Top of Input data

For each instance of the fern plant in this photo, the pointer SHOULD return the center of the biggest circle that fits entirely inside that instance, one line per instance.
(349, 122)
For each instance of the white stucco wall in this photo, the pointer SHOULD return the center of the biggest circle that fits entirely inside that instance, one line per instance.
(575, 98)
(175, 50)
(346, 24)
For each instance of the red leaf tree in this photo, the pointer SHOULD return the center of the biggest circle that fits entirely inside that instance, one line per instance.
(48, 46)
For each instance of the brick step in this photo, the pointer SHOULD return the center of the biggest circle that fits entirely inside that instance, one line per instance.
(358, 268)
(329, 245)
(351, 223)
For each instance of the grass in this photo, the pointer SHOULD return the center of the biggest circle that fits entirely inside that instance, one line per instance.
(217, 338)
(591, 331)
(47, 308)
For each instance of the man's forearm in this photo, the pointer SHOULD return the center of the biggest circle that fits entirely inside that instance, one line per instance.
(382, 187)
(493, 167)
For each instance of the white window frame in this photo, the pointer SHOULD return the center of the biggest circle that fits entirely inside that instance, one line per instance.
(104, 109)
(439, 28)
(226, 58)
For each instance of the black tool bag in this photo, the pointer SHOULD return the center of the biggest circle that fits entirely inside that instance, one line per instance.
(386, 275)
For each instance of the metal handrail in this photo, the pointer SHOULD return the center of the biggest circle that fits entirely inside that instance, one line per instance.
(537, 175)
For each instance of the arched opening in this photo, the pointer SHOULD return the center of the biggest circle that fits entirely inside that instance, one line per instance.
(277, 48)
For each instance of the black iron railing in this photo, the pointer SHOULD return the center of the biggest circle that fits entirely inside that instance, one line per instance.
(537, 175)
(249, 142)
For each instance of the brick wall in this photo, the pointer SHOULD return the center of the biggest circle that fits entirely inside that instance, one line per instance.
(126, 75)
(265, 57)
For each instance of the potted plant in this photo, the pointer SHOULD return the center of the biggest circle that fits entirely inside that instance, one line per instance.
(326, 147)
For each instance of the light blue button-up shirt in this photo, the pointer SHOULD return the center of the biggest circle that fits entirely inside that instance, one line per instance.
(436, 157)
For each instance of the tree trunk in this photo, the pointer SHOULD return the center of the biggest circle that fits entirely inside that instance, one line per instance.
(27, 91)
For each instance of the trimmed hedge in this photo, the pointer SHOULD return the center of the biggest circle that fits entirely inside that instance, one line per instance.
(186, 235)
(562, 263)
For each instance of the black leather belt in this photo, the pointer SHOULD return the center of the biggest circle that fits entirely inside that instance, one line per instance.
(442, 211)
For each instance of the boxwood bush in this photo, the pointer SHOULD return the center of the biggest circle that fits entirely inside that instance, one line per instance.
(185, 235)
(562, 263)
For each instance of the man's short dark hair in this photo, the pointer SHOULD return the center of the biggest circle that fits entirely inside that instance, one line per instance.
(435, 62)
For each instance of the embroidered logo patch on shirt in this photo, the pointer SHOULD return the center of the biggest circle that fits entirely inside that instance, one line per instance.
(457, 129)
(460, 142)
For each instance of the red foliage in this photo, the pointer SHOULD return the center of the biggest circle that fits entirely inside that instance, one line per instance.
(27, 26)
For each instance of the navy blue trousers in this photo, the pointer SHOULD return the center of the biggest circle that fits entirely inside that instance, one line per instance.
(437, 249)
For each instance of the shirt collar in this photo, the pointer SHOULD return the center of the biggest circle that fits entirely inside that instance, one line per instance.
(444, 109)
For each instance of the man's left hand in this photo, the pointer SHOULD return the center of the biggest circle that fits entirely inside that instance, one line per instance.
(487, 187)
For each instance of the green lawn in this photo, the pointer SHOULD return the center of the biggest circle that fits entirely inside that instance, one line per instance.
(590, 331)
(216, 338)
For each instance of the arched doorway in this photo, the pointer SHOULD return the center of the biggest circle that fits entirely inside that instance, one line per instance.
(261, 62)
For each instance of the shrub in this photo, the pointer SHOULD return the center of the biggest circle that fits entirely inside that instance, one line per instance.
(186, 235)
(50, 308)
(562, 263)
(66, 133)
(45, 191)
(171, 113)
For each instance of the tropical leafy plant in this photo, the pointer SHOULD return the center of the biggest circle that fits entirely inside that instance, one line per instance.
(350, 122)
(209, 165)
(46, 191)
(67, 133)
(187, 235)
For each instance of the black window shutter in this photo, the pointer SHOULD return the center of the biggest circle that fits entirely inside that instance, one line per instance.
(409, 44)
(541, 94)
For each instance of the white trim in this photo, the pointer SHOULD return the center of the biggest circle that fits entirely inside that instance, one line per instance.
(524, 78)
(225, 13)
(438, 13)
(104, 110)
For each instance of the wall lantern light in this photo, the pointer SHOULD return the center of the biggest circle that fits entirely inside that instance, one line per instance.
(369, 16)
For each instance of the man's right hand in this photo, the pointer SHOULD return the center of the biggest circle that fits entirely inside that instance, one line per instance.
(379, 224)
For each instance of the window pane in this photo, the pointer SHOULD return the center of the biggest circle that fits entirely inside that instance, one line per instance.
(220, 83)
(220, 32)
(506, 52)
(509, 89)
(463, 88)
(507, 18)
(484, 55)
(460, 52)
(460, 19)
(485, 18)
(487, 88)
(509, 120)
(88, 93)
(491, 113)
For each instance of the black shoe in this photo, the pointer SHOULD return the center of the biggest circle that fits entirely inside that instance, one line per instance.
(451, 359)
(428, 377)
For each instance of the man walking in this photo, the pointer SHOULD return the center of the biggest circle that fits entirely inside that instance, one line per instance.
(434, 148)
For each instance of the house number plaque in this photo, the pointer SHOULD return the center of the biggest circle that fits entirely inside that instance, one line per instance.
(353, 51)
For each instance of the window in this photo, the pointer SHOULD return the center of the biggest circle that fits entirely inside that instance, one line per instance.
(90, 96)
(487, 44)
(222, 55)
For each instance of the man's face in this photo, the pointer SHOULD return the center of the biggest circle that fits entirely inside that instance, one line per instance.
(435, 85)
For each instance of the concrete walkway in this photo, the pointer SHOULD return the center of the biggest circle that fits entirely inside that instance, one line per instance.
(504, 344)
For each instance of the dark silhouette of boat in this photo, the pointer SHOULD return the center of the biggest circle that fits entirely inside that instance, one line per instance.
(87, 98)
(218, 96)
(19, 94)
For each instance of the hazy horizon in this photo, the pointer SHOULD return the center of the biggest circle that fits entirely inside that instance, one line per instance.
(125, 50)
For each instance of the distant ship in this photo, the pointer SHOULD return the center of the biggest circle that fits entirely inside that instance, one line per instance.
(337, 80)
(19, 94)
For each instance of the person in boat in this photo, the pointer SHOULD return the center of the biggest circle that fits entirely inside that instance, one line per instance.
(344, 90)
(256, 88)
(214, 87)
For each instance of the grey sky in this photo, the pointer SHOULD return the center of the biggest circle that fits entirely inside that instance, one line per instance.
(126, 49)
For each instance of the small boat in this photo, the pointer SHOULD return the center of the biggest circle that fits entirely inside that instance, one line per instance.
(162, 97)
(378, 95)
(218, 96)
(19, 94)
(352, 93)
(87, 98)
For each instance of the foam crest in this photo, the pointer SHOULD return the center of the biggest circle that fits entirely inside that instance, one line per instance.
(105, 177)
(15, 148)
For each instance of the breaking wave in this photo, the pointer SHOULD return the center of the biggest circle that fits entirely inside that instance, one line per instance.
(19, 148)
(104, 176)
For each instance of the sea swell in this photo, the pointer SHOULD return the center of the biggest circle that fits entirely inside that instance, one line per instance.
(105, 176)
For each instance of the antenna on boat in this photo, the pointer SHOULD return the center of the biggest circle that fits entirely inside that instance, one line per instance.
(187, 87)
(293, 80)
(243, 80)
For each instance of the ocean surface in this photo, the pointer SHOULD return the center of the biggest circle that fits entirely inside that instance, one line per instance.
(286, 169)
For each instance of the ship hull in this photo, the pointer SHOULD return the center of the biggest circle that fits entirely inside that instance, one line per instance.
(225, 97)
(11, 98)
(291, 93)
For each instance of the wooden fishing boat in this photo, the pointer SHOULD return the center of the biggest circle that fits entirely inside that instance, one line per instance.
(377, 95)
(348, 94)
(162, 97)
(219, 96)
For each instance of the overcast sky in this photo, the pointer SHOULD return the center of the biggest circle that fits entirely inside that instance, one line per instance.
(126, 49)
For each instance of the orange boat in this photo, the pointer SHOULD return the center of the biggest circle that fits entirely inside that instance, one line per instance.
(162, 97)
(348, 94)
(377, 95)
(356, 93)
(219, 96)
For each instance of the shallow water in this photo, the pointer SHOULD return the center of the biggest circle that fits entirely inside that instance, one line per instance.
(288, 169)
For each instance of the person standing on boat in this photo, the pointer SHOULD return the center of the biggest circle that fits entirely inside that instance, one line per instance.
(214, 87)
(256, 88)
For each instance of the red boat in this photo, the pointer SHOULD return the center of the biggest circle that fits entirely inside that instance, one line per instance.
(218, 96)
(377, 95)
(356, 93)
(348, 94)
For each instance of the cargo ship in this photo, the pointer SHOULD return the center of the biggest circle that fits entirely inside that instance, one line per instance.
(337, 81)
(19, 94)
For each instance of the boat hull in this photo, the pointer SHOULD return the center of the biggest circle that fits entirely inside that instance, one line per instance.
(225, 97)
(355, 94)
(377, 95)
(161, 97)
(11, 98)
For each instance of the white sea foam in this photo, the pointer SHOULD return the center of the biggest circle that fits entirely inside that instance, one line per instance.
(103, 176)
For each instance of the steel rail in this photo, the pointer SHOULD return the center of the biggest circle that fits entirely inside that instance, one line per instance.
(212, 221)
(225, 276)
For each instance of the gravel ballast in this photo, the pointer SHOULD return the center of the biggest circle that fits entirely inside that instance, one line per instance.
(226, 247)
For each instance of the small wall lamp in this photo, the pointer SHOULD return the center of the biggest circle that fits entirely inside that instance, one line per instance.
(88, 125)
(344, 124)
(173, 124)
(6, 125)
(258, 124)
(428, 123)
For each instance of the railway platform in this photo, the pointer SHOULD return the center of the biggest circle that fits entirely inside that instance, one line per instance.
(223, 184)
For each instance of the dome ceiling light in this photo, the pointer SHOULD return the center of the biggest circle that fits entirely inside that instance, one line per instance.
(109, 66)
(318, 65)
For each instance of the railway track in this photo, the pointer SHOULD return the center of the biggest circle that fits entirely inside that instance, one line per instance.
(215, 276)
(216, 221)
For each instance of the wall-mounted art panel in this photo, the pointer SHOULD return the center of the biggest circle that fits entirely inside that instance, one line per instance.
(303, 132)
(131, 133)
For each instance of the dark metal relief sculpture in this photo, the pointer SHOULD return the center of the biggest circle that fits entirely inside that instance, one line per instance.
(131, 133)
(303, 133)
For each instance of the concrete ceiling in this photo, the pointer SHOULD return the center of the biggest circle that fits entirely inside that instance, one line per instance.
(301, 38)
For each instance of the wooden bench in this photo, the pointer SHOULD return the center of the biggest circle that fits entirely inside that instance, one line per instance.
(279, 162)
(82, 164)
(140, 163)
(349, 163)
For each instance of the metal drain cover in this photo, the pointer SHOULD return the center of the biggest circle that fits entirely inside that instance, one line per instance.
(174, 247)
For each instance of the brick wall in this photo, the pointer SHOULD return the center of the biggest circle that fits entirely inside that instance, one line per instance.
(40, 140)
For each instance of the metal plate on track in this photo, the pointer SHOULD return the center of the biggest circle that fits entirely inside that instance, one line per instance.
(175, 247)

Bottom of Input data
Top of Input data

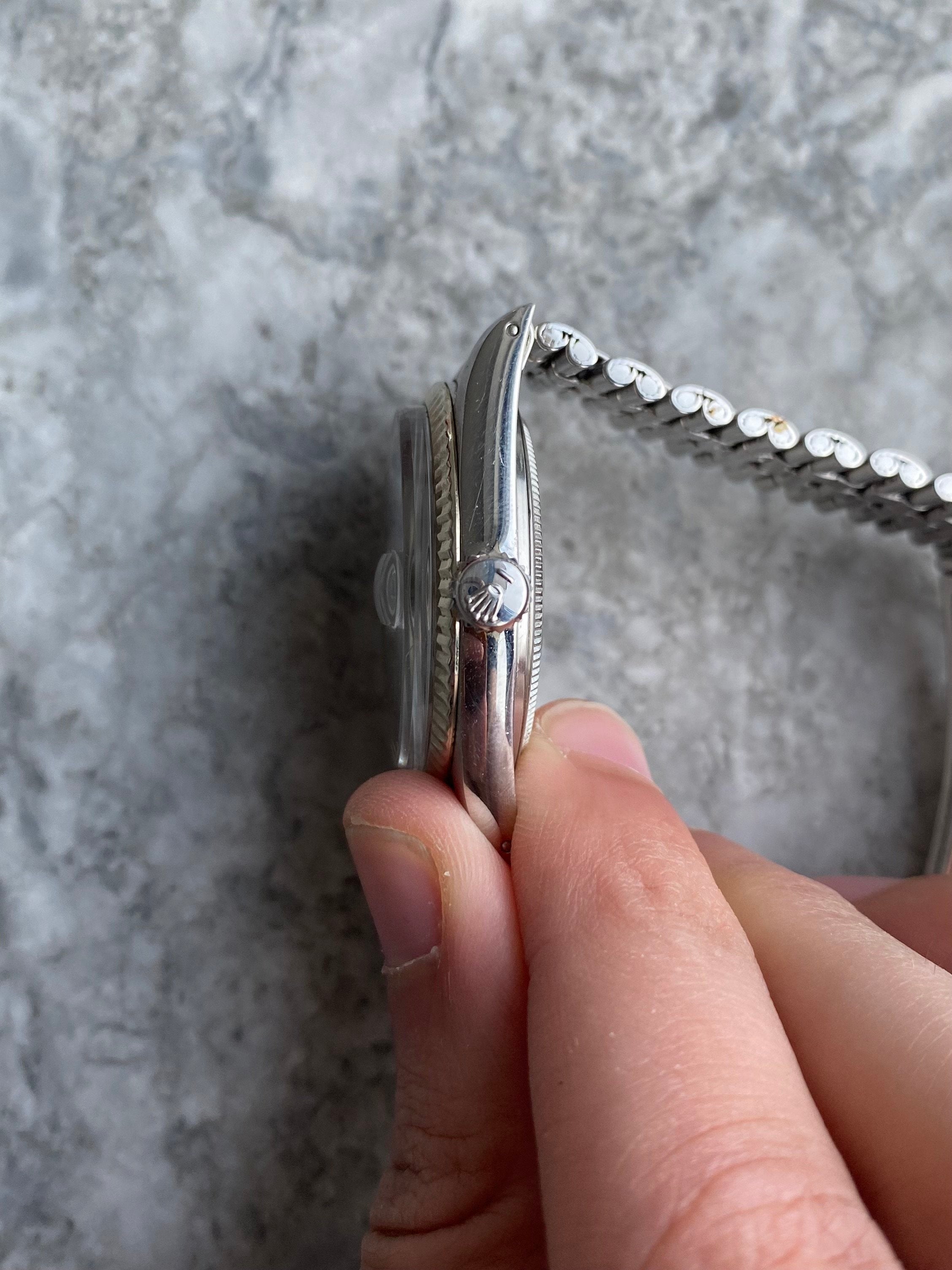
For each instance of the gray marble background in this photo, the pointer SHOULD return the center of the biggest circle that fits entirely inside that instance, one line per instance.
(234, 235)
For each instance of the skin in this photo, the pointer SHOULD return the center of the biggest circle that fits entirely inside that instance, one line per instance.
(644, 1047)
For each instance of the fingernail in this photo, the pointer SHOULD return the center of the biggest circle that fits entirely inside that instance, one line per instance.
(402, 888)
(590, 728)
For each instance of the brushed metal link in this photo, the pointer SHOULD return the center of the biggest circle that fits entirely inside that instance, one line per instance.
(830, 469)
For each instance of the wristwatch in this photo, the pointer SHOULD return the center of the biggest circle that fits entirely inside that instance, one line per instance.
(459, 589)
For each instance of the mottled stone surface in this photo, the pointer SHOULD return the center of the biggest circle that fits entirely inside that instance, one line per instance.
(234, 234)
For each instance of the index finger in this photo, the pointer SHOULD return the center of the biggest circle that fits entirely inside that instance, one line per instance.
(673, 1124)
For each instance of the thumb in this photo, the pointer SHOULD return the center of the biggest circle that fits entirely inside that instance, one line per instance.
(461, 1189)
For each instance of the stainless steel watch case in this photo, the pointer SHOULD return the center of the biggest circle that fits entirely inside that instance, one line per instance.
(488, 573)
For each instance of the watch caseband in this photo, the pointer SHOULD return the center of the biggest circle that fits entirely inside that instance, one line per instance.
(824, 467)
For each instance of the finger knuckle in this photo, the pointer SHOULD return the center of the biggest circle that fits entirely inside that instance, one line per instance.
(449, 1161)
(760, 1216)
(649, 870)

Bottom of Input data
Top of Input data

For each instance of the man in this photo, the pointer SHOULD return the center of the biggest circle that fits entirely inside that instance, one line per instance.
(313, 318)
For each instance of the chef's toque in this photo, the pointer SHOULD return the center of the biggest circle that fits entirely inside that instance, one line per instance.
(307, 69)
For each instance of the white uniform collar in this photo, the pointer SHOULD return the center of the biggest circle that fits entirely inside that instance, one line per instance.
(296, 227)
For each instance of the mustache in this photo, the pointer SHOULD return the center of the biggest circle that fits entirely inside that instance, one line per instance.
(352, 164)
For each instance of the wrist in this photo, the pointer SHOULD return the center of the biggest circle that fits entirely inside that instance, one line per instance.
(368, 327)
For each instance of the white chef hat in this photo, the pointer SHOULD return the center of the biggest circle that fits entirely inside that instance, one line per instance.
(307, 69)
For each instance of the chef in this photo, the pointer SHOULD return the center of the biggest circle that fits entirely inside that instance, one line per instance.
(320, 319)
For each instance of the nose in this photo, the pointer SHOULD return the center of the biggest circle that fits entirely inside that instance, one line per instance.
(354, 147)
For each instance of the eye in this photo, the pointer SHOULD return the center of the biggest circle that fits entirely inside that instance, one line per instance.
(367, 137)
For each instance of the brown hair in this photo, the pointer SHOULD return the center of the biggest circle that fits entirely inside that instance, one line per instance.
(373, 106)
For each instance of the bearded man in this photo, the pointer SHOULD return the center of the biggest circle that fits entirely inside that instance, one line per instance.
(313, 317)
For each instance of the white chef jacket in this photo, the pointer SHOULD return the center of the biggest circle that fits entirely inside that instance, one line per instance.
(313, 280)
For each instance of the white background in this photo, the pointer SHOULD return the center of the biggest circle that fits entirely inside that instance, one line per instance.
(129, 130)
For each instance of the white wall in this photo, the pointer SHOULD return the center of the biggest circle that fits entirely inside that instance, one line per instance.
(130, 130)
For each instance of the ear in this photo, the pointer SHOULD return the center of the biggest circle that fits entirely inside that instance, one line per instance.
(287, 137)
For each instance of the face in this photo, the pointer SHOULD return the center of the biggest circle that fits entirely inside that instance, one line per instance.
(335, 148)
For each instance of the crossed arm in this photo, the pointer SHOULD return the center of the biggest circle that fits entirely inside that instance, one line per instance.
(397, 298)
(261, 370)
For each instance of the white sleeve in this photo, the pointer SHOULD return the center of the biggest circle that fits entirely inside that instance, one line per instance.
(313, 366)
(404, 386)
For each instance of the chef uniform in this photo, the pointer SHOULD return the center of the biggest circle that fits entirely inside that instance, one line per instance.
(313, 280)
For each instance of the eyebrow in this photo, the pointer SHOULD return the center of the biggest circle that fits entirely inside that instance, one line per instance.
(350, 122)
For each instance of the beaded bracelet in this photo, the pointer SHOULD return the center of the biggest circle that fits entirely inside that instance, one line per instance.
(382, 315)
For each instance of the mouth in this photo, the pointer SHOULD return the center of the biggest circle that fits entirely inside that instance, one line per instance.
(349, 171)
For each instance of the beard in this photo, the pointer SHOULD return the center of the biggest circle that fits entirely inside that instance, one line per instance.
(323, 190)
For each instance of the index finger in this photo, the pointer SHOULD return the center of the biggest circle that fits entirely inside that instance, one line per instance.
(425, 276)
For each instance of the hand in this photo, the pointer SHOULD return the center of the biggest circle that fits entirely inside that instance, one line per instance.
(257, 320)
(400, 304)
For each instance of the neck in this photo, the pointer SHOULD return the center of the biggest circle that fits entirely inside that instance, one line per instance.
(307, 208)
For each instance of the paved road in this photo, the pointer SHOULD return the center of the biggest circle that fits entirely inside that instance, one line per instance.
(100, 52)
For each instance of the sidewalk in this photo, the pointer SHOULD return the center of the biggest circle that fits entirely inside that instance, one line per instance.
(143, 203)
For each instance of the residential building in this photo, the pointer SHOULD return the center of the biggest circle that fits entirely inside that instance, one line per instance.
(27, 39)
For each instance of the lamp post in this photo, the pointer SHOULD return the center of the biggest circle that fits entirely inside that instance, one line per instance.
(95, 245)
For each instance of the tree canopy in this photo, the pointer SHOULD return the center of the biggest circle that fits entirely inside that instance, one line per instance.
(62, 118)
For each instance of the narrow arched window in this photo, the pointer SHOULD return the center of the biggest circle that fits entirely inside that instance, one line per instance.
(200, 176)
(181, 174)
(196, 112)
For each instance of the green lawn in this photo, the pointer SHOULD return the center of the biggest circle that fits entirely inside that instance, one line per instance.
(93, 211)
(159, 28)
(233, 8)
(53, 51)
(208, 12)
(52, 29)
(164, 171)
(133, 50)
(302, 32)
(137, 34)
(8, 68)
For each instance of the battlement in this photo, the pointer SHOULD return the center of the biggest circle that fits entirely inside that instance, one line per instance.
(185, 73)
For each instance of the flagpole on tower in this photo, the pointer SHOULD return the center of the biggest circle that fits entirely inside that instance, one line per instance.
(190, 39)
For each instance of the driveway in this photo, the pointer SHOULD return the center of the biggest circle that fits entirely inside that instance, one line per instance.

Bottom of Input data

Using the listing above, return word for word each line from the one that has "For each instance of the battlement" through the one that has "For each instance of the driveway", and no line outside that range.

For each instance of the battlement in this photo, the pointer SHOULD return the center of the biggest circle that fits entirely inside that instance, one line per instance.
(185, 73)
For each instance of the flagpole on tower in this photo, the pointer SHOULD return the center of the biggest circle that fits entirely inside that instance, one line per instance.
(190, 39)
For each instance of the driveway in this photo, the pointer SHOULD return the center of the biggest circle that fits entirely inside that instance, one line per instance.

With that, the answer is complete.